[Data entries]
## START

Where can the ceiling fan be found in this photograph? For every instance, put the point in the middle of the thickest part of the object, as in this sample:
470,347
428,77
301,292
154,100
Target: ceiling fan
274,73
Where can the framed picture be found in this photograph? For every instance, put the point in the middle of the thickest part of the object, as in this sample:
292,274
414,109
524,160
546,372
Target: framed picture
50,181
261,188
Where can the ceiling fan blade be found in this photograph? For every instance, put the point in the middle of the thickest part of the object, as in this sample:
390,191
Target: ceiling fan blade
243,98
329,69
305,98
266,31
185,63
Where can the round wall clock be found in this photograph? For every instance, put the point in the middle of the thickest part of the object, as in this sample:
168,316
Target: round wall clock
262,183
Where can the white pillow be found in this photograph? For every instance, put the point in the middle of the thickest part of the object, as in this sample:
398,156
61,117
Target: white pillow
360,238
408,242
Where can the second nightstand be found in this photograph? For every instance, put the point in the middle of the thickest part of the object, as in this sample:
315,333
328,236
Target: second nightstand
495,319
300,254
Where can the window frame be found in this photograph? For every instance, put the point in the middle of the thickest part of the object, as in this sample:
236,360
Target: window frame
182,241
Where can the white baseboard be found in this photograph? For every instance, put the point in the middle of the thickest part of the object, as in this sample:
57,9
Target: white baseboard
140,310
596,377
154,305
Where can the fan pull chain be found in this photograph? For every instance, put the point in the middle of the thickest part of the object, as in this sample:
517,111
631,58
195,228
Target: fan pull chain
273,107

## END

Print out every entry, keeping each one exact.

Where can the ceiling fan be found in this photograph? For every instance, put the point in the middle of the thickest part of the object, as in this sample:
470,347
428,77
301,292
154,100
Target: ceiling fan
274,73
Where can the framed picture be found in this photograph? For every instance, put the point in the middle of the thickest part of the object, as in this sample:
292,274
414,109
524,160
546,372
Target: framed picture
50,181
261,188
Where can the ceiling fan blade be found in this photograph? For every instance, put the point in the middle of the thickest part of the object, as in this sample:
390,191
Target: ceiling fan blade
243,98
329,69
305,98
266,31
185,63
Where can the round wall clock be found in this photograph? For every instance, put the point in the middle of the thickest part of the object, as in this sample:
168,316
Target: round wall clock
262,183
Where can the white pillow be found in this photograph? For every instance, put the point in the middle of the thickest part of the object, as in this sample:
398,156
61,117
Target: white pillow
360,238
408,242
Where can the second nightstand be found in this photograph? For every instance, put the point in the middle of the thickest part of the object, as in this sample:
315,333
328,236
Target: second nightstand
495,319
300,254
Where can the window frame be found in this photograph? For every instance, put the point in the middle of the thickest part of the object, as in this sample:
236,360
Target: window frame
182,241
Where can the white baseboard be found in this photograph? For every instance, put the point in the middle of the thickest part of the object, as in this sample:
57,9
Target: white baseboard
140,310
596,377
154,305
Where can the fan pull chain be found in this photograph? For every instance, put the point in the middle of the thickest part of the object, as in this sample:
517,111
631,58
195,228
Target: fan pull chain
273,107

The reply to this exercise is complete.